### EXERCISE PROMPT
In the Kafka passage, what does the simplest description say Kafka Connect is used for?

### PASSAGE GIVEN
►
The same can be implemented for a KafkaConsumer to connect to multiple topics with the following code:

try (final KafkaConsumer<String, Payment> consumer = new KafkaConsumer<>(props)) {
    consumer.subscribe(Collections.singletonList(TOPIC));
 
    while (true) {
        ConsumerRecords<String, Payment> records = consumer.poll(100);
        for (ConsumerRecord<String, Payment> record : records) {
            String key = record.key();
            Payment value = record.value();
            System.out.printf("key = %s, value = %s%n", key, value);
        }
    }
}

Kafka Connect

Kafka Connect provides an ecosystem of pluggable connectors that can be implemented to balance the data load moving across external systems. In simple words, Kafka Connect is used as a tool for connecting different input and output systems to Kafka.

Using Connect, you can eliminate code with the use of JSON configurations only for the transmission.

A representation of these JSON key and value pairs can be seen as follows:

{
    "connector.class": "io.confluent.connect.elasticsearch.ElasticsearchSinkConnector",
    "topics"                          : "my_topic",
    "connection.url"                  : "http://elasticsearch:9200",
    "type.name"                       : "_doc",
    "key.ignore"                      : "true",
    "schema.ignore"                   : "true"
}'

ksqlDB for Stream Processing 

The use of ksqlDB for stream processing applications enables the use of a REST interface for applications to renew stream processing jobs for faster query implementations.

These are defined in SQL and can be used across languages while building an application. For a Java alternative to implementing Kafka Stream features, ksqlDB (KSQL Kafka) can be used for stream processing applications.

You can also learn about PostgreSQL Kafka Connecter.

The following ksqlDB code implements the Kafka Stream function:

CREATE TABLE rated_movies AS
   SELECT  title,
           release_year,
           sum(rating) / count(rating) AS avg_rating
   FROM ratings
   INNER JOIN movies ON ratings.movie_id = movies.movie_id
   GROUP BY title,
            release_year;

A robust code implementing Kafka Streams will cater to the above-discussed components for increased optimization, scalability, fault-tolerance, and large-scale deployment efficiency. It will look like the structure as shown below:

  import org.apache.kafka.common.serialization.Serdes;
                   import org.apache.kafka.common.utils.Bytes;
                   import org.apache.kafka.streams.KafkaStreams;
                   import org.apache.kafka.streams.StreamsBuilder;
                   import org.apache.kafka.streams.StreamsConfig;
                   import org.apache.kafka.streams.kstream.KStream;
                   import org.apache.kafka.streams.kstream.KTable;
                   import org.apache.kafka.streams.kstream.Materialized;
                   import org.apache.kafka.streams.kstream.Produced;
                   import org.apache.kafka.streams.state.KeyValueStore;
 
                   import java.util.Arrays;
                   import java.util.Properties;
 
                   public class WordCountApplication {
 
                       public static void main(final String[] args) throws Exception {
                           Properties props = new Properties();
                           props.put(StreamsConfig.APPLICATION_ID_CONFIG, "wordcount-application");
                           props.put(StreamsConfig.BOOTSTRAP_SERVERS_CONFIG, "kafka-broker1:9092");
                           props.put(StreamsConfig.DEFAULT_KEY_SERDE_CLASS_CONFIG, Serdes.String().getClass());
                           props.put(StreamsConfig.DEFAULT_VALUE_SERDE_CLASS_CONFIG, Serdes.String().getClass());
 
                           StreamsBuilder builder = new StreamsBuilder();
                           KStream<String, String> textLines = builder.stream("TextLinesTopic");
                           KTable<String, Long> wordCounts = textLines
                               .flatMapValues(textLine -> Arrays.asList(textLine.toLowerCase().split("W+")))
◄
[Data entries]
►
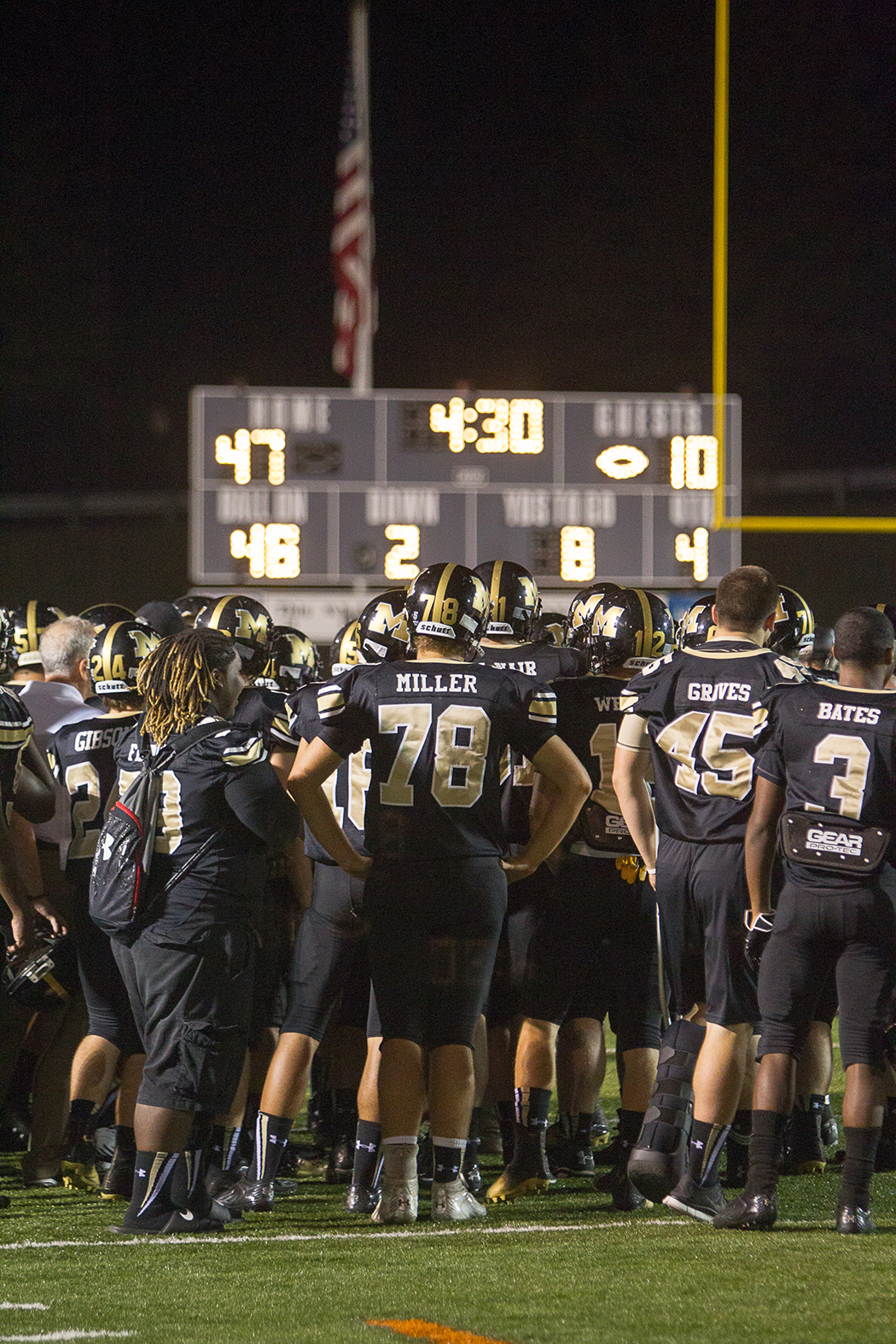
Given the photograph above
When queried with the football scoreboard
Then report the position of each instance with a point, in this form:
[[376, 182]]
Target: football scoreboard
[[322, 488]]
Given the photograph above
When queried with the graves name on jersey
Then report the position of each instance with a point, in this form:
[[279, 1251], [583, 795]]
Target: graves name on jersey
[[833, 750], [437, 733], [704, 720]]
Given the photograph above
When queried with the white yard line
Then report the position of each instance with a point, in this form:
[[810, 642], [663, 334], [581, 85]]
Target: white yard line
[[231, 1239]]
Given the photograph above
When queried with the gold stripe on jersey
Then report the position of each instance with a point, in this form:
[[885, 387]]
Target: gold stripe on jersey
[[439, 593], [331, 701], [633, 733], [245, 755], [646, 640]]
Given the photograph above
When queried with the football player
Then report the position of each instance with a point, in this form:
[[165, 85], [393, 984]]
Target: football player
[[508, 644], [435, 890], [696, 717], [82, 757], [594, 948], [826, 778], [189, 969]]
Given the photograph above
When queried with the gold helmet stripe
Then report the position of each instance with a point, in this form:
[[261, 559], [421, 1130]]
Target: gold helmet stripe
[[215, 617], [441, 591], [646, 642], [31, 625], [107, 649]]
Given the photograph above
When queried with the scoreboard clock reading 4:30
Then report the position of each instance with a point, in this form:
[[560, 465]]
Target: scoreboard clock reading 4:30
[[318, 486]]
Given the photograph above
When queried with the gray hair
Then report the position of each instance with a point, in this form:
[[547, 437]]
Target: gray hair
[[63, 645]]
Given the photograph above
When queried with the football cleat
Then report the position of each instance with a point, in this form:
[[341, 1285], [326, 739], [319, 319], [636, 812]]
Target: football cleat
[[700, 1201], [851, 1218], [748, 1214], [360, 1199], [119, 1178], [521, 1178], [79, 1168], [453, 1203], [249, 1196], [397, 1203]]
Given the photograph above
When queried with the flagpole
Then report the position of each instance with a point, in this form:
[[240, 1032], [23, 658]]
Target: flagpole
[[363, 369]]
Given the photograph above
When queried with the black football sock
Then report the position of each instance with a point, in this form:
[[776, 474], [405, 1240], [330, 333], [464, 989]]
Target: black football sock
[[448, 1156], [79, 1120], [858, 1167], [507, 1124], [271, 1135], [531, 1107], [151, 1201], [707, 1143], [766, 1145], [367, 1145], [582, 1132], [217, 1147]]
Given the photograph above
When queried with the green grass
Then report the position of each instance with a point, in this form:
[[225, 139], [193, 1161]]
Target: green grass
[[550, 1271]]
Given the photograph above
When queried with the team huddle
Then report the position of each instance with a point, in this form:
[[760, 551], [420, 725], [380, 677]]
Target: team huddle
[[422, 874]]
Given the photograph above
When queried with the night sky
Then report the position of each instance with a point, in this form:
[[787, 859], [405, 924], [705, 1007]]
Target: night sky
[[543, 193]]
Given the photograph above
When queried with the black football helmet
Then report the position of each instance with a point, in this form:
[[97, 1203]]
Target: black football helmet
◄
### RESPONSE
It is used as a tool for connecting different input and output systems to Kafka.